Instructions for the task
Please locate each line in the data below that contains the string "path", and copy those lines in full.

Excerpts from a pointing dataset
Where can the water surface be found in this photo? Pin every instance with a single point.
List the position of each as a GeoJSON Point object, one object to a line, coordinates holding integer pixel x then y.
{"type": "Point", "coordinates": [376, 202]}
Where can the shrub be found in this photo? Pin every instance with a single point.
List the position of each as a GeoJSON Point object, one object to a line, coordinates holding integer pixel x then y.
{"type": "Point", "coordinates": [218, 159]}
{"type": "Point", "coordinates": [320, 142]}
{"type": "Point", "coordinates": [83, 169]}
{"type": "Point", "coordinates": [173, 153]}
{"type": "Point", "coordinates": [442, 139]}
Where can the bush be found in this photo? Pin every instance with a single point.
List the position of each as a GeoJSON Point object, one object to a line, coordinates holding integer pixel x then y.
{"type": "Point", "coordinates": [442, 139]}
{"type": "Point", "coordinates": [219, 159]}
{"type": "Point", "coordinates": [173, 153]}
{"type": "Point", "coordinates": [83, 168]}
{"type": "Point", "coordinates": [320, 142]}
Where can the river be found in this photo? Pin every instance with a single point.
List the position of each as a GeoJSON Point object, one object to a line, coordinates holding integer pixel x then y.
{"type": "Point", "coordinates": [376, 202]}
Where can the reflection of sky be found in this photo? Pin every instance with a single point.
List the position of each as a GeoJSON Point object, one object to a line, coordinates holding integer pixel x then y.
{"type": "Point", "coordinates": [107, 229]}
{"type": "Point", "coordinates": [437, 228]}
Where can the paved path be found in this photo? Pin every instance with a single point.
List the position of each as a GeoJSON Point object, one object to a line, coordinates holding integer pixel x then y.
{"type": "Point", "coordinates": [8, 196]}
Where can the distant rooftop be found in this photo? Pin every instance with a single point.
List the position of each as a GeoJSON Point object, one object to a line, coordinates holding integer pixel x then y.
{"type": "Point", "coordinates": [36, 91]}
==
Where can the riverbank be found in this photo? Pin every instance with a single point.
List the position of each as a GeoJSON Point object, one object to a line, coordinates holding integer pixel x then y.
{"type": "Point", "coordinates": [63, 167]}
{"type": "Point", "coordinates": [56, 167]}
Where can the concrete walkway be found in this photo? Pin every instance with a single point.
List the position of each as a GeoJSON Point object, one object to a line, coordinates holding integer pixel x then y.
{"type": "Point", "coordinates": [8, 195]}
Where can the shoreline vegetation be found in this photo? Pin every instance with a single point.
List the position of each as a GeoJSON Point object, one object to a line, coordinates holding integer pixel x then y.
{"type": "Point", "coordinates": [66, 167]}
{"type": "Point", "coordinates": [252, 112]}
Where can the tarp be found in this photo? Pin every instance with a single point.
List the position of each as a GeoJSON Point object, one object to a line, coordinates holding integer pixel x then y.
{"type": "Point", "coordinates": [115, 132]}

Answer for this exercise
Where can the paved path be found in this photo? Pin every instance with a single point.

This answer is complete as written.